Passage shown.

----------

The financial markets were delivered a one-two punch March 9 – a plunge in oil prices along with fears that the coronavirus is continuing to spread unabated. As a result, the Dow Jones Industrial Average cratered 1,500 points in early trading after a brief halt with market circuit breakers kicking in. Biopharma equities did not escape the carnage, with the BioWorld Biopharmaceutical index trading down about 4% by market close, with the Dow closing down 7.8%.

The market meltdown put a damper on what appeared to be the start of a market recovery for biopharma equities, as by market close on Friday, the Biopharmaceutical index was up over 5% in value. That inflection reflected the fact that investors believed that biopharma blue chip companies offered some safety during these turbulent times.

That view was confirmed by RBC Capital Markets analyst Randall Stanicky, who noted that the industry’s “strong balance sheets, product/geographic diversification, and notably high dividend yields (in low interest environment) make this the ‘safest’ sector we cover.”

Drug developers

The 4% drop in value of the BioWorld Drug Developers index in February demonstrated that investors believe small and midcap biopharma companies are riskier in this environment.

Although, many of the index members lost share value during the month, investors gravitated to those companies developing compounds that could prove effective against COVID-19. Cambridge, Mass.-based Moderna Inc.’s shares (NASDAQ:MRNA) closed up 26.4%. It is developing messenger RNA (mRNA) therapeutics and vaccines and reported it had released the first batch of mRNA-1273, which encodes viral spike (S) protein, its vaccine against the coronavirus, for human use. Vials of the vaccine were shipped to the National Institute of Allergy and Infectious Diseases to be used in a planned U.S. phase I study.

Sangamo Therapeutics Inc.’s shares (NASDAQ:SGMO) also got an almost 16% boost in February, catalyzed by news that Biogen Inc. was licensing multiple Sangamo programs for $350 million up front (comprising $125 million in the form of a license fee and $225 million in proceeds from the purchase of about 24 million shares of Sangamo stock at a price of $9.21 per share) plus up to $2.37 billion in development, regulatory and commercial milestone payments. The deal is initially focused on development of ST-501 for tauopathies, including Alzheimer’s disease (AD), ST-502 for synucleinopathies, including Parkinson’s disease, and an undisclosed neuromuscular target. It also includes exclusive rights for nine additional undisclosed neurological targets that Biogen can elect over five years.

The collaboration is built around Sangamo’s genome regulation technology, zinc finger protein transcription factors (ZFP-TFs), delivered with adeno-associated virus vectors. It functions at the DNA level to selectively repress or activate the expression of specific genes. ST-501 is focused on suppressing tau mRNA/protein while ST-502 is designed to suppress alpha-synuclein. As of December 2019, INDs were planned for both candidates, with submission planned in 2021 for ST-501 and in 2022 for ST-502, according to Cortellis.

Cambridge, Mass.-based Momenta Pharmaceutical Inc., whose shares (NASDAQ:MNTA) initially rocketed by more than 61% in January on promising interim data for its M-254 program in idiopathic thrombocytopenic purpura (ITP), with additional data expected in the second quarter, has managed to hold on to most of those gains, closing up 43% year-to-date.

The BioWorld Drug Developers index finished the trading day down 8%.

----------

Data excerpts.
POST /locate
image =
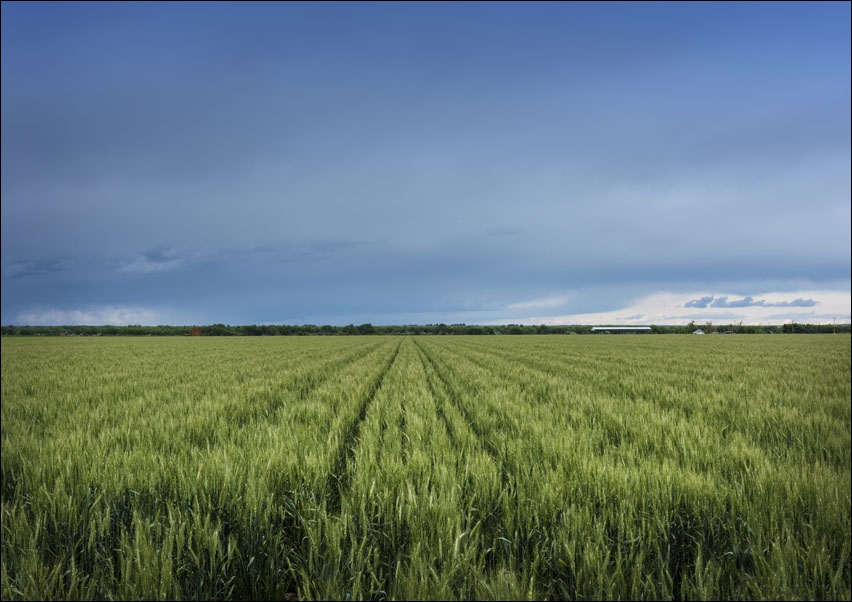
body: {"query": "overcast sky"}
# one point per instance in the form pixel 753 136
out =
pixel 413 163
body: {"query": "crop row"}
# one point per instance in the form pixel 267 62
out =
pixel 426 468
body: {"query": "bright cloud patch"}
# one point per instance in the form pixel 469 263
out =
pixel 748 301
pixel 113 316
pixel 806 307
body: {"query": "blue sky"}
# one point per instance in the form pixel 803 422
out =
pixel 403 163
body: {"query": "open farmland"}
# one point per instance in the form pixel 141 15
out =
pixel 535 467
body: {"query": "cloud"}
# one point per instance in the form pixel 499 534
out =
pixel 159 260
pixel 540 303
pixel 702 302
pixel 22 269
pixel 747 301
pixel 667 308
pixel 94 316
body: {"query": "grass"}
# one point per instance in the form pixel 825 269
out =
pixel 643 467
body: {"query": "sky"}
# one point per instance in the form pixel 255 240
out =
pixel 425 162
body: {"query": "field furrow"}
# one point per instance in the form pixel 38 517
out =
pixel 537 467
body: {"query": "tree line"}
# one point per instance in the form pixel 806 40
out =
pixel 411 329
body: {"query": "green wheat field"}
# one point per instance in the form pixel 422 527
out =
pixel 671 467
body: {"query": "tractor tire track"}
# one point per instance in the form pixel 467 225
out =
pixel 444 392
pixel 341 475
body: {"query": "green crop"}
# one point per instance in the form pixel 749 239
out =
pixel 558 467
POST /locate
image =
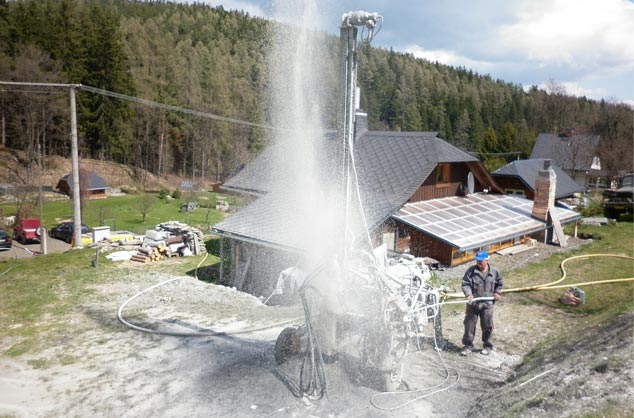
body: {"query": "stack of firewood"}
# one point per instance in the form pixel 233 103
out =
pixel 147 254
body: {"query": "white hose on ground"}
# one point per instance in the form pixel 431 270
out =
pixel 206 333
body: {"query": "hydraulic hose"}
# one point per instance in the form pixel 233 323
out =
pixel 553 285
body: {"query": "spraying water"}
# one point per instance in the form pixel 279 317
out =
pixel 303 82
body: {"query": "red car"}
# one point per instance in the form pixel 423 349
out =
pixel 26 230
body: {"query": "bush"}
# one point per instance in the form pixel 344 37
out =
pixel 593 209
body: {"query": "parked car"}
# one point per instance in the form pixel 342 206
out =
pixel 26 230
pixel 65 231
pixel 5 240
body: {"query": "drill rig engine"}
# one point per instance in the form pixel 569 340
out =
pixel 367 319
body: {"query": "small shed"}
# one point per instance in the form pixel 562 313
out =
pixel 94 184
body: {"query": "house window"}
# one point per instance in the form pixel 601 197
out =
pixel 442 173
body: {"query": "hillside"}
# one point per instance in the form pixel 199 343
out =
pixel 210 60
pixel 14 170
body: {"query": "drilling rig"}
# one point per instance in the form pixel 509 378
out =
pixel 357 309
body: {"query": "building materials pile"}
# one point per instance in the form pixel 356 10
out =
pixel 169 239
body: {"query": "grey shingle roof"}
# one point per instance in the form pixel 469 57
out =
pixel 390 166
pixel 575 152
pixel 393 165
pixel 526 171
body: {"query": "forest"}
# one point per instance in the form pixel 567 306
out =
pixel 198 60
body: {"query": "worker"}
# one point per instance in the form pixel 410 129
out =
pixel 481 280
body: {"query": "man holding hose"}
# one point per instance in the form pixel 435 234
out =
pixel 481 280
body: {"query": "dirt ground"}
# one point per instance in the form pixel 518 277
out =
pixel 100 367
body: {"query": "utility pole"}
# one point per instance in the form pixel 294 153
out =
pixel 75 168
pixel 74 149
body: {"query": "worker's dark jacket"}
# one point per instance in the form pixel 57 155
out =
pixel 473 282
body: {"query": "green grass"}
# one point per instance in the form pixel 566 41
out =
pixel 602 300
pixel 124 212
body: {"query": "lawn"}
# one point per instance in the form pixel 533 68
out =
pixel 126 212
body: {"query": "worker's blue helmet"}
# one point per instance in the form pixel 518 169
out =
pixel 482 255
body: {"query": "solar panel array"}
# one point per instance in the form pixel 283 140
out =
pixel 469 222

----------

Problem. Please check the biopharma market report: how much did Biogen agree to pay Sangamo up front to license multiple Sangamo programs?

Task solution. $350 million